(Short exercise 1) In the passage on mathematics and measurement, who set up the original conventions for a proof?
(Short exercise 2) Pick up the passage on mathematics and measurement after its final sentence and carry it forward.

===== Passage =====

Generally, the things that are true are declarative statements, such as: "All polynomials have a root" or "Some whole number are the sum of two primes." The way a statement is shown to be true is by providing a PROOF, which is a very carefully done argument, one that follows agreed up conventions as determined by the community of mathematicians. This nature of this convention for a good argument has actually changed over time. The original conventions were set up by Aristotle. Once a statement has been provided with a correct argument, it is called a THEOREM. Simply stated, the goal of mathematics is the creation and proofs of theorem.

Mathematics is the language of science. Many (but not all) of the laws, theories, rules of science have a mathematical description. The advantage of this is that, so stated, one can use the vast "machinery" of mathematics to not only to elucidated these scientific statements, but often create and prove them. Generally, open any journal in science and it fi packed with diagrams and formulas. One of the very important mathematical ideas is that of the "derivative" - a term from calculus that has to do with CHANGE. Differential calculus is the study of how things change, and how things change (either over time or under the influence of something else) is clearly and important issue in science.

Whenever a measurement is made, three types of errors can arise:

(1) SYSTEMIC: [Something is wrong with the system you are using.] For example, no matter how careful you are, if your scale is not calibrated (so that no weight read 0), all measurements are systematically effected.

(2) RANDOM: These errors happen randomly, of course. Say you are using a ruler to measure something and the rule gets longer or shorter depending upon the temperature that in the lab that day. [This is need to be a very carefully taken measurement to see this issue.] Assume the ruler is calibrated to be accurate at when the room is 75 degrees, but then, because of "who knows what" some days it is warmer and some days colder.

This has been done in Unit 1. The idea is that if there is lots of data, one needs ways to get a sense of the data. This techniques give a rough and approximate view of the data, and there are easily created examples of data sets for which these notions are misleading.

Mean: This is the average value of the numbers in the set (add them all up and divide by how many)

Mode: This is the most common value (or if there is a tie, the most common values).

Standard Deviation: [Messiest to compute} The standard deviation is the square root of the average of the squares of the difference between each value of the data set and the mean of that data set. [That is: compute the mean, for each data point, subtract the value from the mean, square that result and take the average of those squares.] The standard deviation is a measure of the spread of that data. If the data is NORMALLY distributed (that is, if you draw a HISTOGRAM of the data and it is very close to the shape of a special kind of curve called a normal curve (this MAY be defined later), then approximately 68.2% of the data is within 1 standard deviation from the mean [THAT statement is a THEOREM, that is, it has a "correct" proof], 95.4% is within 2 standard deviations from the mean, and 99.74% are within three standard deviations from the mean.

===== Entries provided =====

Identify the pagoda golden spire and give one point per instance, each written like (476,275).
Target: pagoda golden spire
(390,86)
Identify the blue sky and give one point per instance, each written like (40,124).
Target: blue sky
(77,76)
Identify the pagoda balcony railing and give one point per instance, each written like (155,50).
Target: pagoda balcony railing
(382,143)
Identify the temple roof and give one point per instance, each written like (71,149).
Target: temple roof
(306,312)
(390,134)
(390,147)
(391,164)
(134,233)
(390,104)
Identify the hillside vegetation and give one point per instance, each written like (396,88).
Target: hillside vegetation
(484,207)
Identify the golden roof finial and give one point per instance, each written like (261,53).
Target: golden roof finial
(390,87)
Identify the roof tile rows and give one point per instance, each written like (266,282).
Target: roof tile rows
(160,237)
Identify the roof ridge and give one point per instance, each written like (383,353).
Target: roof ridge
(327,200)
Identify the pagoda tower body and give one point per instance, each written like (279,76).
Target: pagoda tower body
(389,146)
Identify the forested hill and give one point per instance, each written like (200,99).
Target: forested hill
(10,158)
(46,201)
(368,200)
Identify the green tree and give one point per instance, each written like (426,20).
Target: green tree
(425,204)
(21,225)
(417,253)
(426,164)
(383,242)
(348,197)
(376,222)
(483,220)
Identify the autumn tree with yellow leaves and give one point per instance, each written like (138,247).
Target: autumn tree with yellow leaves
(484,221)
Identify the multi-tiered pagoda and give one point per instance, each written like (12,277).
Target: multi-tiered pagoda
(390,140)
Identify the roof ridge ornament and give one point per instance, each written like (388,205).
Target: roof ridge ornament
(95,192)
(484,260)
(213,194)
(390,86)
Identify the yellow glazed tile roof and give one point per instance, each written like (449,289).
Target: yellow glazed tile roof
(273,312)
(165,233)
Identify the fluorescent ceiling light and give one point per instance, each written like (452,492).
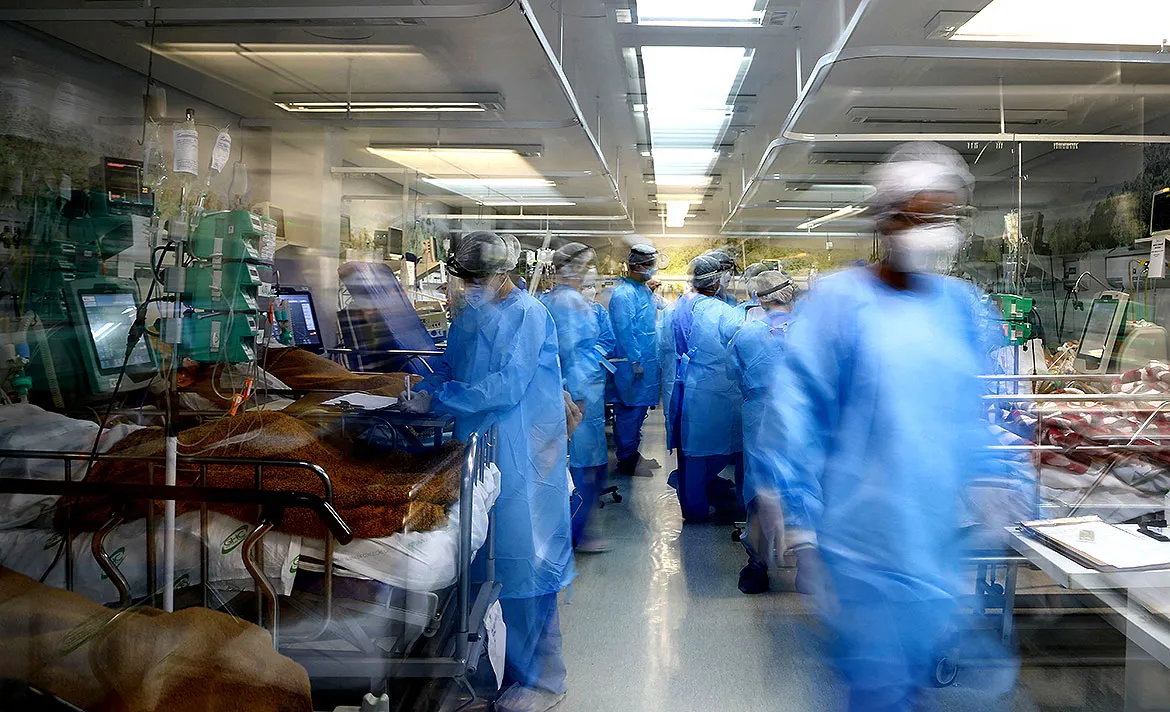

=====

(Exercise output 1) Aristotle.

(Exercise output 2)
Given a data set, on can construct a Histogram to better visualize the date. There are lots of ways to do this: it is not a well-defined process. One way is to break up all the values into groups of ranges [often called BINS (which depends upon the data itself and your mood at the moment): say: 0 to 10, 11 to 20, 20 to 30, ,,,,,,,,,,,70 to 80. [Assuming all the data lies from 0 to 80]. Then count how many of the data point lie in each range and then make a graph where along the base you put the various ranges and when the height of a box above each range is the number of data points that fall in that range. Different choices of ranges yield different histograms, and that is where the notion is not well-defined.

Categorical: If you just keep track of the category of the date in an experiment, say the color of the insects you see, then one says that the measurement scale is a categorical scale.

Ordinal scales have an implied order of the data points (in contrast to color, unless, of course, you think about color frequency!), so that the 'best" school is 1 and the next best is "2," etc.

Interval: This is a scale in which the difference between measurement values carries meaning: For example, if you are measuring the temperature of a room. In this case, 10 degrees warmer has meaning. [But school 1 and 3 are two apart and school 8 and 10 are also two apart, but that does not mean that the way school 1 is better than school 3 is the same as how school 8 and 10 differ.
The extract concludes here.